_Records supplied:_
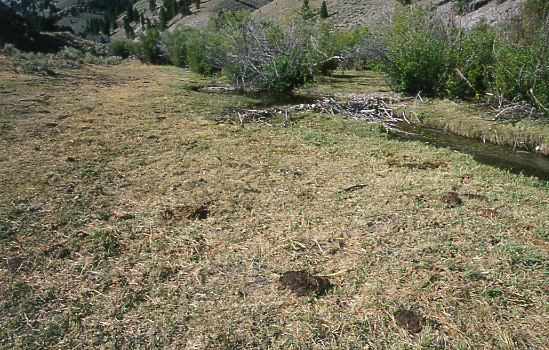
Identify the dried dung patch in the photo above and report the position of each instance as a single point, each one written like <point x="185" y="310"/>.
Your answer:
<point x="409" y="320"/>
<point x="477" y="197"/>
<point x="302" y="283"/>
<point x="15" y="263"/>
<point x="488" y="212"/>
<point x="189" y="212"/>
<point x="425" y="166"/>
<point x="452" y="199"/>
<point x="59" y="251"/>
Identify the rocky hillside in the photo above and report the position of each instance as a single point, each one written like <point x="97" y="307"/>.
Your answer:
<point x="344" y="14"/>
<point x="348" y="14"/>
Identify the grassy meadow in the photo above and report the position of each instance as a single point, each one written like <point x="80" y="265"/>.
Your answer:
<point x="135" y="215"/>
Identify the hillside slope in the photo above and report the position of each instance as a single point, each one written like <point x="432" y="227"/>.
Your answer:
<point x="348" y="14"/>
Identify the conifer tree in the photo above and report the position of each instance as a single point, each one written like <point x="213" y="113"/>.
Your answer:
<point x="324" y="10"/>
<point x="163" y="19"/>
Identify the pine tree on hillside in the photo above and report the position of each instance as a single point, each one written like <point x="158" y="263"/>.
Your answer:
<point x="163" y="19"/>
<point x="324" y="10"/>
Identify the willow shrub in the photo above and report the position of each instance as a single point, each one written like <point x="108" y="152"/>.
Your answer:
<point x="522" y="53"/>
<point x="418" y="50"/>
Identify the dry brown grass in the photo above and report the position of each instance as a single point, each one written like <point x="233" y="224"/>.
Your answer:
<point x="95" y="159"/>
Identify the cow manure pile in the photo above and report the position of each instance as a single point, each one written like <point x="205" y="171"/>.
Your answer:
<point x="303" y="283"/>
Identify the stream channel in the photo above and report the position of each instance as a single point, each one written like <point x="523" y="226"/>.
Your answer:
<point x="504" y="157"/>
<point x="516" y="161"/>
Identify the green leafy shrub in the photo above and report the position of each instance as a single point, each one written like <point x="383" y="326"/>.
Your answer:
<point x="522" y="55"/>
<point x="148" y="49"/>
<point x="174" y="45"/>
<point x="120" y="47"/>
<point x="473" y="62"/>
<point x="418" y="50"/>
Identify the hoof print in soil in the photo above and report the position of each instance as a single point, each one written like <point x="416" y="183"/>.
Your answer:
<point x="409" y="320"/>
<point x="452" y="199"/>
<point x="302" y="283"/>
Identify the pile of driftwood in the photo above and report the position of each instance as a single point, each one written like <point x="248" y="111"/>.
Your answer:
<point x="369" y="110"/>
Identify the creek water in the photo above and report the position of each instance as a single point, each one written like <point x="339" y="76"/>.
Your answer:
<point x="503" y="157"/>
<point x="513" y="160"/>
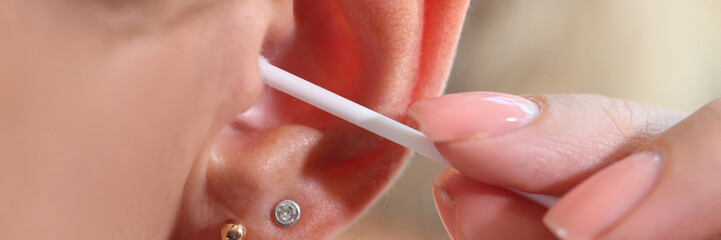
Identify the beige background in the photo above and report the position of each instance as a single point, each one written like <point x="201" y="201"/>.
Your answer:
<point x="666" y="52"/>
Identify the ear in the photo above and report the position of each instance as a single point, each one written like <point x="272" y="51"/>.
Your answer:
<point x="382" y="54"/>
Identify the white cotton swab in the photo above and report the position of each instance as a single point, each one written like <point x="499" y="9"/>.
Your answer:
<point x="361" y="116"/>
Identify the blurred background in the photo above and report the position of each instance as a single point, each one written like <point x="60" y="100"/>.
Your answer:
<point x="666" y="52"/>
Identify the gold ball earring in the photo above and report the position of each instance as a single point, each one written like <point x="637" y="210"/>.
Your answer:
<point x="233" y="232"/>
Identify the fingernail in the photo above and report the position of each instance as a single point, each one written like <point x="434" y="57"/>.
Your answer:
<point x="472" y="115"/>
<point x="604" y="198"/>
<point x="444" y="205"/>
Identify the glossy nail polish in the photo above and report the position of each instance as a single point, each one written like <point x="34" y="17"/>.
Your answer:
<point x="472" y="115"/>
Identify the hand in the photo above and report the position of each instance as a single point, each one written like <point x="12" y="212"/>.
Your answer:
<point x="624" y="170"/>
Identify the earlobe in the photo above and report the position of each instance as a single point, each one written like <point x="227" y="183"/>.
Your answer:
<point x="382" y="54"/>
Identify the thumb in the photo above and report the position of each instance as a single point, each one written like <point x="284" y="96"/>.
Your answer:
<point x="669" y="189"/>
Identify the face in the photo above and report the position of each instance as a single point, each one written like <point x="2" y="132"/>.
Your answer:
<point x="150" y="116"/>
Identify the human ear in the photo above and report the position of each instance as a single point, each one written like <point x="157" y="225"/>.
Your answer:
<point x="384" y="55"/>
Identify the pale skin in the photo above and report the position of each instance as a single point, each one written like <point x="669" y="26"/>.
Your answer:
<point x="133" y="119"/>
<point x="148" y="120"/>
<point x="622" y="170"/>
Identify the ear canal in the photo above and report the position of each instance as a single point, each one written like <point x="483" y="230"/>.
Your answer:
<point x="383" y="55"/>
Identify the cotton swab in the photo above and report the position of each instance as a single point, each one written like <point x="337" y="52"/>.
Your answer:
<point x="361" y="116"/>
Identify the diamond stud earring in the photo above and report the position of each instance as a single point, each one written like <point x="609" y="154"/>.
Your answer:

_Given task:_ Render all the rows above as one numbered list of their lines, leaving out any blank lines. Leave the pictures out of the answer.

_Finished task:_
1. Identify the dried dung patch in the photo above and report the position of each instance as a single point, each one written like <point x="185" y="310"/>.
2. Your answer:
3. <point x="409" y="320"/>
4. <point x="477" y="197"/>
5. <point x="302" y="283"/>
6. <point x="15" y="263"/>
7. <point x="488" y="212"/>
8. <point x="189" y="212"/>
9. <point x="425" y="166"/>
10. <point x="452" y="199"/>
11. <point x="59" y="251"/>
12. Identify the rocky hillside in the photo above and report the position of each instance as a single point, each one written like <point x="97" y="307"/>.
13. Your answer:
14. <point x="344" y="14"/>
15. <point x="348" y="14"/>
16. Identify the grassy meadow in the photo above and report the position of each instance as a single point, each one written like <point x="80" y="265"/>.
17. Your answer:
18. <point x="135" y="215"/>
19. Identify the hillside slope in the photo above and report the position of each instance as a single point, each one written like <point x="432" y="227"/>.
20. Your answer:
21. <point x="348" y="14"/>
22. Identify the conifer tree in the photo above and report the position of each instance as a single point, each one written like <point x="213" y="113"/>.
23. Your answer:
24. <point x="324" y="10"/>
25. <point x="163" y="19"/>
26. Identify the pine tree on hillside in the photo above and report the position of each instance as a single point, each one written like <point x="158" y="263"/>.
27. Your answer:
28. <point x="163" y="19"/>
29. <point x="324" y="10"/>
30. Identify the willow shrub in the photo above and report the position of each instance as a single point, each one written like <point x="108" y="152"/>.
31. Your answer:
32. <point x="522" y="53"/>
33. <point x="418" y="50"/>
34. Identify the dry brown grass in the photo above and report the position of each instance as a single point, each one written like <point x="233" y="224"/>.
35. Your answer:
36. <point x="95" y="159"/>
37. Identify the cow manure pile in the photo above and report the position of each instance as a single point, each one written like <point x="205" y="171"/>.
38. Your answer:
39. <point x="303" y="283"/>
40. Identify the stream channel in the photo above and report the position of each instance as a single point, each one written like <point x="523" y="226"/>.
41. Your answer:
42. <point x="504" y="157"/>
43. <point x="516" y="161"/>
44. Identify the green leafy shrub in the photo above and report the position of each instance as a single point, each one written like <point x="383" y="326"/>.
45. Your answer:
46. <point x="522" y="55"/>
47. <point x="148" y="49"/>
48. <point x="174" y="45"/>
49. <point x="120" y="47"/>
50. <point x="473" y="62"/>
51. <point x="418" y="50"/>
52. Identify the hoof print in soil in the photo above and report the position of each instance as a single point, each one written like <point x="416" y="183"/>.
53. Your answer:
54. <point x="409" y="320"/>
55. <point x="452" y="199"/>
56. <point x="302" y="283"/>
57. Identify the pile of driftwood in the photo above and report the position of each instance as a single point, each one written like <point x="248" y="111"/>.
58. Your answer:
59. <point x="369" y="110"/>
60. Identify the creek water in the photo above and report the position of each instance as a single point, each one written like <point x="339" y="76"/>.
61. Your answer:
62. <point x="503" y="157"/>
63. <point x="513" y="160"/>
64. Identify the beige background in the photo above and report the position of each instance as a single point, each one written like <point x="201" y="201"/>.
65. Your answer:
66. <point x="666" y="52"/>
67. Identify the ear in the photo above and report the position of each instance as a single point, each one written like <point x="272" y="51"/>.
68. Your answer:
69. <point x="382" y="54"/>
70. Identify the white cotton swab in the photo above and report the position of each instance as a single point, each one written like <point x="499" y="9"/>.
71. Your answer:
72. <point x="361" y="116"/>
73. Identify the blurred background in the photo above and report the position of each instance as a single point, each one written like <point x="60" y="100"/>.
74. Your answer:
75. <point x="666" y="52"/>
76. Identify the gold ball earring in the photo above and report the position of each instance as a single point, each one written like <point x="637" y="210"/>.
77. Your answer:
78. <point x="233" y="232"/>
79. Identify the fingernail in the photo above and report the position of each instance as a single point, each one written like <point x="434" y="57"/>.
80. Your answer:
81. <point x="472" y="115"/>
82. <point x="604" y="198"/>
83. <point x="444" y="205"/>
84. Identify the glossy nail polish in the photo above and report the position of each instance as a single point, each one written like <point x="34" y="17"/>.
85. Your answer:
86. <point x="472" y="115"/>
87. Identify the hand in the photo above and report the position of each instance as a single point, each one written like <point x="12" y="212"/>.
88. Your answer:
89. <point x="624" y="170"/>
90. Identify the earlobe in the photo above and report the position of each instance as a single point, each one written like <point x="227" y="183"/>.
91. Your answer:
92. <point x="382" y="54"/>
93. Identify the thumb in the photo above and report the position of each instance as a single point, each one written like <point x="284" y="96"/>.
94. Your answer:
95. <point x="669" y="189"/>
96. Identify the face in the photo above and report the position of each instance as a single point, each one written like <point x="2" y="132"/>.
97. Your answer:
98. <point x="150" y="116"/>
99. Identify the human ear in the photo above and report the position of each instance as a single point, each one written like <point x="157" y="225"/>.
100. Your answer:
101. <point x="384" y="55"/>
102. Identify the pale skin in the photo above and report the position of each instance as a single point, each one written like <point x="669" y="26"/>.
103. Your answer:
104. <point x="133" y="119"/>
105. <point x="148" y="120"/>
106. <point x="622" y="170"/>
107. Identify the ear canal in the photo above and report the position of each instance as a single point, each one written like <point x="483" y="230"/>.
108. Your answer:
109. <point x="383" y="55"/>
110. Identify the cotton swab in the photo above and report the position of each instance as a single point, each one written like <point x="337" y="52"/>.
111. Your answer:
112. <point x="361" y="116"/>
113. Identify the diamond stud earring in the photo above and report the position of each instance as a single point, each one written like <point x="609" y="154"/>.
114. Your answer:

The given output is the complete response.